:: Exercise data

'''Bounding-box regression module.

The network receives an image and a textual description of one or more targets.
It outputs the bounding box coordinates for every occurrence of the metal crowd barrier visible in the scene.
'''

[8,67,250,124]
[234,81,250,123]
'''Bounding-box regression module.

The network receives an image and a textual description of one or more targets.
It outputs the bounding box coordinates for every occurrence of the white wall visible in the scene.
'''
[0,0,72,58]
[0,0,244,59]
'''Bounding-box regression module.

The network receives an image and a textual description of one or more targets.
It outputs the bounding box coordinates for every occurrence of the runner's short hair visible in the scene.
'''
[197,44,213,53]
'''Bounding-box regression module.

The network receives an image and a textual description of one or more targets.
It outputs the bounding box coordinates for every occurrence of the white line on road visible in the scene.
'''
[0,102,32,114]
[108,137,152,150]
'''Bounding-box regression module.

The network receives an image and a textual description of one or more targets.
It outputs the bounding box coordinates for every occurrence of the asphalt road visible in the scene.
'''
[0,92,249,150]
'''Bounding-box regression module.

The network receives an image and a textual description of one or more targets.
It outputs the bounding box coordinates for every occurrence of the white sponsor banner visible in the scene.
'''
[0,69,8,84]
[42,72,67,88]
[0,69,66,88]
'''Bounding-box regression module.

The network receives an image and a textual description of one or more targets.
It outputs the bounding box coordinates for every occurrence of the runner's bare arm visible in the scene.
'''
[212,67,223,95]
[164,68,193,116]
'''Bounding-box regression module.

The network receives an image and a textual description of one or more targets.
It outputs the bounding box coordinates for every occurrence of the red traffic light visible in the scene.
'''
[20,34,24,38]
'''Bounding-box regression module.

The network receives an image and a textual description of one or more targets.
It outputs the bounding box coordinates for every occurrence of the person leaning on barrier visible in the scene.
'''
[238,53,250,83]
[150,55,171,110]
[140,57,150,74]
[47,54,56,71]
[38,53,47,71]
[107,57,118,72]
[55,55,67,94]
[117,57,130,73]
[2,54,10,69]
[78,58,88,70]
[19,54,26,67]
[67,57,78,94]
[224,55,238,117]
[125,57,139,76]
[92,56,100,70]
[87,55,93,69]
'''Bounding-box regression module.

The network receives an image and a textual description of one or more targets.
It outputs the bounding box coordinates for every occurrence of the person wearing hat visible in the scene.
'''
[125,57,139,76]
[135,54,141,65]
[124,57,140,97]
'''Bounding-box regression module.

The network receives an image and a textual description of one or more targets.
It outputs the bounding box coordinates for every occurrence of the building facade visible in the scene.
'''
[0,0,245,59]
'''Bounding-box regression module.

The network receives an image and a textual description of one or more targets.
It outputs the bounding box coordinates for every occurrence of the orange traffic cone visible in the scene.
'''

::::

_What you will do_
What you return must match the listing exactly, with nothing missing.

_Output_
'''Bounding-box regression module.

The network receives an image and a textual description of one or more targets.
It outputs the bounding box coordinates for every occurrence of the metal crowd barrier visible in the scene.
'''

[8,67,250,124]
[234,81,250,123]
'''Bounding-box regression module.

The network receives an image and a textual description of one or more targets.
It outputs the bounding box coordinates for every occurrence of the white wall visible in the scene.
'''
[0,0,72,58]
[0,0,244,59]
'''Bounding-box regression module.

The network receives an image and a textual description of one or more targets.
It outputs the bounding box coordinates for every occurrence of the runner's short hair visible in the scene.
'''
[197,44,213,53]
'''Bounding-box regression module.

The network receives an image and a textual description of one or more targets.
It outputs the bounding box coordinates for every occurrence of the white line on road visible in the scene.
'''
[0,102,32,114]
[108,137,152,150]
'''Bounding-box regression module.

The network receives an image and a textual description of one or more targets.
It outputs the bounding box coordinates for every occurrence of the asphalt road visible in the scene.
'''
[0,92,249,150]
'''Bounding-box regression module.

The network receives an image and a textual description of one or more targets.
It outputs the bounding box coordinates for every occurrence of the white sponsor banner visible in the scene.
'''
[0,69,8,84]
[42,72,67,88]
[0,69,66,88]
'''Bounding-box regression module.

The network receives an image and a textual description of one or more targets.
It outputs the bounding box coordinates for every occurrence of the runner's bare arm visible in the scene.
'''
[212,67,223,95]
[164,68,193,116]
'''Bounding-box regression module.

The network receives an image and a textual description of one or more targets.
It outputs the bounding box coordinates for every occurrence of the red traffic light visible in the scene.
'''
[20,34,24,38]
'''Bounding-box regression module.

The network receives an image and a textual description of one or more targets.
It outputs the bounding box coordinates for every occurrence of the person leaning on barrier visible in the scene.
'''
[238,53,250,83]
[150,55,171,110]
[140,57,150,74]
[47,54,56,71]
[38,53,47,71]
[107,57,118,72]
[55,55,67,94]
[117,57,130,73]
[2,54,10,69]
[78,58,88,70]
[19,54,26,67]
[67,57,78,94]
[224,55,238,117]
[125,57,139,76]
[92,56,100,70]
[87,55,93,69]
'''Bounding-box regression module.

The network receives an image and a textual description of one or more targets.
It outputs the bounding box coordinates for every occurrence of the person wearing hat visible in the scene.
'''
[125,57,139,76]
[135,54,141,65]
[124,57,140,97]
'''Bounding-box regression module.

The network receives an image and a textual description of one or more targets.
It outputs the bounding box coordinates for every occurrence of the building facade visible in the scene.
'''
[0,0,245,59]
'''Bounding-box regression module.

The network receives an image and a textual description of one or more targets.
It outputs the bounding box coordinates for every occurrence of the orange traffic cone visible in the scene.
'''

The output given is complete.